Problem details: Pick out and copy every line of the data below that contains the word "armrest". Match case exactly.

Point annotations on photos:
▬▬▬▬▬▬▬▬▬▬

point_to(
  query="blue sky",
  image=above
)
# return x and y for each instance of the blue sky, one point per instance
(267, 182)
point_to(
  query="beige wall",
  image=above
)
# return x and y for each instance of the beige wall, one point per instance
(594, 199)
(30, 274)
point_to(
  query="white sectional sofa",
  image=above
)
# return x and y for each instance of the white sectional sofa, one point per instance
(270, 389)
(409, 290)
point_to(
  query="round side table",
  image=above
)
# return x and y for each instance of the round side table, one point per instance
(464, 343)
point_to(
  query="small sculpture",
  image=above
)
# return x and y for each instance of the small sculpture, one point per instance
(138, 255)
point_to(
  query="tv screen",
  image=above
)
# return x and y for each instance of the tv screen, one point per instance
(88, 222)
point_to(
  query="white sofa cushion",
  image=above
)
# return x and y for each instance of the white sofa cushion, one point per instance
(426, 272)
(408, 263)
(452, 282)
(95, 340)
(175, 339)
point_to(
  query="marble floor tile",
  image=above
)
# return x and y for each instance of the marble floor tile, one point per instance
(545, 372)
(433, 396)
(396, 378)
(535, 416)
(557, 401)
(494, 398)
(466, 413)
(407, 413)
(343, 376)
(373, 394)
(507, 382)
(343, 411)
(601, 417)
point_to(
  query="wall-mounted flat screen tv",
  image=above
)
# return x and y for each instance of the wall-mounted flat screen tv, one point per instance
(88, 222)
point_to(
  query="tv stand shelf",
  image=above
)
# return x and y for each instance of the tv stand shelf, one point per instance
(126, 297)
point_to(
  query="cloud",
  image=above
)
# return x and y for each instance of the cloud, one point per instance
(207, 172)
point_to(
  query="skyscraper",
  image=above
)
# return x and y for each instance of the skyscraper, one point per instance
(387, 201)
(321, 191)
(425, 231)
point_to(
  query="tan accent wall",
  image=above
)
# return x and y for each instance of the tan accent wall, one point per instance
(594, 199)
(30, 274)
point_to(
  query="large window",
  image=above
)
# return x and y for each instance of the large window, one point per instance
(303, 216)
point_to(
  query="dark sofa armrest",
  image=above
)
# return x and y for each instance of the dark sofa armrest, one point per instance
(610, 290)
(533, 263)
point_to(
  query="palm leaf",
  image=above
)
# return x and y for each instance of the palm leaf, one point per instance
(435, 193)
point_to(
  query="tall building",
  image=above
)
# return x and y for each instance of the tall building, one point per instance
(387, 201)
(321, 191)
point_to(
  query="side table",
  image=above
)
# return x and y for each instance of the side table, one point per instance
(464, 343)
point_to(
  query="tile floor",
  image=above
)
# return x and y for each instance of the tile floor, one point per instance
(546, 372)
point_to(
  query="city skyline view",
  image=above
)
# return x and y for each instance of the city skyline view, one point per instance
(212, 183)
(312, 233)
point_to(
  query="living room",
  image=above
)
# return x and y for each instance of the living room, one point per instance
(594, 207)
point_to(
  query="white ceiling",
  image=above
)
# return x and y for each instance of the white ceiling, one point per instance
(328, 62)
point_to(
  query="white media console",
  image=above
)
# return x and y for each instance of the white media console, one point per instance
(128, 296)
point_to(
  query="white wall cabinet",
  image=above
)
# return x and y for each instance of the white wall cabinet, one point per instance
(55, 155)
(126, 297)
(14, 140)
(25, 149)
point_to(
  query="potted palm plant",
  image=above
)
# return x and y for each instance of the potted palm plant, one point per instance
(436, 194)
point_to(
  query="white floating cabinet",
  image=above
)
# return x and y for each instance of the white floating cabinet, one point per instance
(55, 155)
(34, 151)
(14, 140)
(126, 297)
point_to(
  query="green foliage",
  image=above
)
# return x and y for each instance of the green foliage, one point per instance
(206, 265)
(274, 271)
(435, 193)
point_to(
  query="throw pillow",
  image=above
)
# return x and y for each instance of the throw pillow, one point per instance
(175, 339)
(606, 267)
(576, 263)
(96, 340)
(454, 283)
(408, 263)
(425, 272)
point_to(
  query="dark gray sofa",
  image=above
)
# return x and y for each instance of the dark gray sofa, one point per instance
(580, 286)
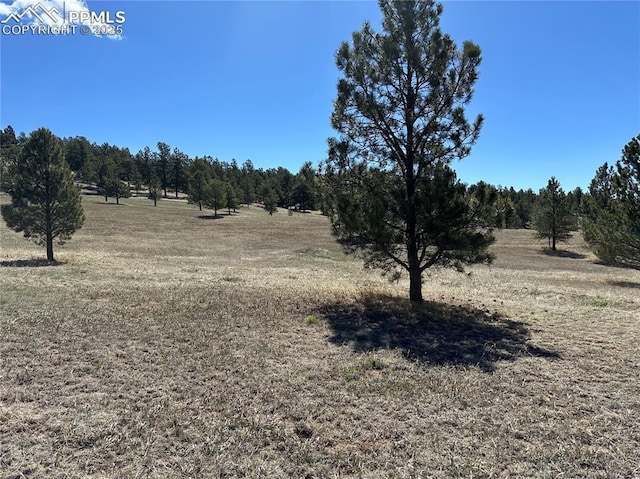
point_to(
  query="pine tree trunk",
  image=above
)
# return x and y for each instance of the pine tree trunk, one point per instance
(415, 275)
(50, 248)
(415, 285)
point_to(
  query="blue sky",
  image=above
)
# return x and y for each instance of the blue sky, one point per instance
(559, 84)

▬▬▬▬▬▬▬▬▬▬

Exercise answer:
  query="dark sofa armrest",
# return x and y for each instance of the dark sofa armrest, one point per instance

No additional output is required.